══ Texte fourni ══

Une 6e école véto en France ? Non, pas opportun selon le Conseil général de l'agriculture

par Agnès Faessel

Temps de lecture  8 min

Source : rapport CGAAER n°23045, page 12.
Source : rapport CGAAER n°23045, page 12.
 

Il y a quelques années, la validation du projet de l'institut UniLaSalle d'ouvrir une école vétérinaire privée en France avait créé la surprise, et généré de l'incompréhension : pourquoi ne pas créer plutôt une 5e ENV ? Plusieurs régions de France, en particulier la Nouvelle-Aquitaine (avec Limoges) ou le Grand Est (avec Metz), avaient pensé des projets dans ce sens. Limoges a même accueilli pour leur semaine d'intégration les premiers étudiants recrutés par la voie post-bac dans les ENV, à deux reprises.

═══
══ Jeu de données ══

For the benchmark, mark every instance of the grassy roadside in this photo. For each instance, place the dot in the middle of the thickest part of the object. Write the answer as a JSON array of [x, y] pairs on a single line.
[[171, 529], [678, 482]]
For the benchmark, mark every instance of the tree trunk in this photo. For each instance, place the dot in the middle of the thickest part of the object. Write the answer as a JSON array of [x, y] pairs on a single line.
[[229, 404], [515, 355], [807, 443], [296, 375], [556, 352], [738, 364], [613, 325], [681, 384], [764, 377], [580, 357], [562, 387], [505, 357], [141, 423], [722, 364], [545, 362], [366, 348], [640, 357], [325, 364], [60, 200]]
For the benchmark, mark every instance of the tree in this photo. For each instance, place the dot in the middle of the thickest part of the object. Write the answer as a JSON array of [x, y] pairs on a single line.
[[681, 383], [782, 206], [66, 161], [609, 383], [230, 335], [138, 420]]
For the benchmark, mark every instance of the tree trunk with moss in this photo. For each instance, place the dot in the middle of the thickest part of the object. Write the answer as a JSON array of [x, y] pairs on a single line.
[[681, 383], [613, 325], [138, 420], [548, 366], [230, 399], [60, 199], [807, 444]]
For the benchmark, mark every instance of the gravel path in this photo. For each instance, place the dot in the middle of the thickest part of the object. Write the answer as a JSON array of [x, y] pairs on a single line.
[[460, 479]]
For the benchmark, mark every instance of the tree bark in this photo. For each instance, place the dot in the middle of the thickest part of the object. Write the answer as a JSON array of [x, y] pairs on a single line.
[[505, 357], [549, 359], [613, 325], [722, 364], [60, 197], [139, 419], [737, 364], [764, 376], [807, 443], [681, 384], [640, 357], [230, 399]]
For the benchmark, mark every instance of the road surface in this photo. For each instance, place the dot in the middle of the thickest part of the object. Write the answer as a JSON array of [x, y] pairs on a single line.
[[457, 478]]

═══

* Petit exercice A: D'après l'article sur une sixième école vétérinaire, quel institut a obtenu la validation de son projet d'école vétérinaire privée ?
* Petit exercice B: Traduisez en anglais cette phrase de l'article sur les écoles vétérinaires : « Limoges a même accueilli pour leur semaine d'intégration les premiers étudiants recrutés par la voie post-bac dans les ENV, à deux reprises. »
* Petit exercice C: Poursuivez la rédaction de l'article sur une sixième école vétérinaire en France après sa dernière phrase.

* Réponse à l'exercice A: L'institut UniLaSalle.

* Réponse à l'exercice B: Limoges even hosted the first students recruited into the ENVs through the post-baccalaureate route for their orientation week, on two occasions.

* Réponse à l'exercice C:
Quid donc d'une 6e école ? Ne répondrait-elle pas à la pénurie de vétérinaires praticiens et à la problématique du maintien du maillage vétérinaire, qui se desserre dans nombre de territoires ? C'est pour en évaluer l'opportunité et la faisabilité qu'une mission d'étude et d'expertise a été confiée au CGAAER (Conseil général de l'alimentation, de l'agriculture et des espaces ruraux) en mars 2023.

Le rapport de cette étude (85 pages), établi par Jean-Pierre Orand et Grégoire Thomas (inspecteurs généraux), a été rendu public le 4 décembre. Prudence toutefois sur ses conclusions : comme tous les rapports de ce type, il ne présage pas des suites qui lui seront données par le ministère de l'agriculture et de la souveraineté alimentaire (MASA), commanditaire de l'étude.

Évolution démographique : du déficit vers l'excédent

Le travail des experts du CGAAER a suivi 2 phases : l'examen de la démographie vétérinaire (situation actuelle et prospective) puis l'analyse des projets de création d'une nouvelle école vétérinaire en France.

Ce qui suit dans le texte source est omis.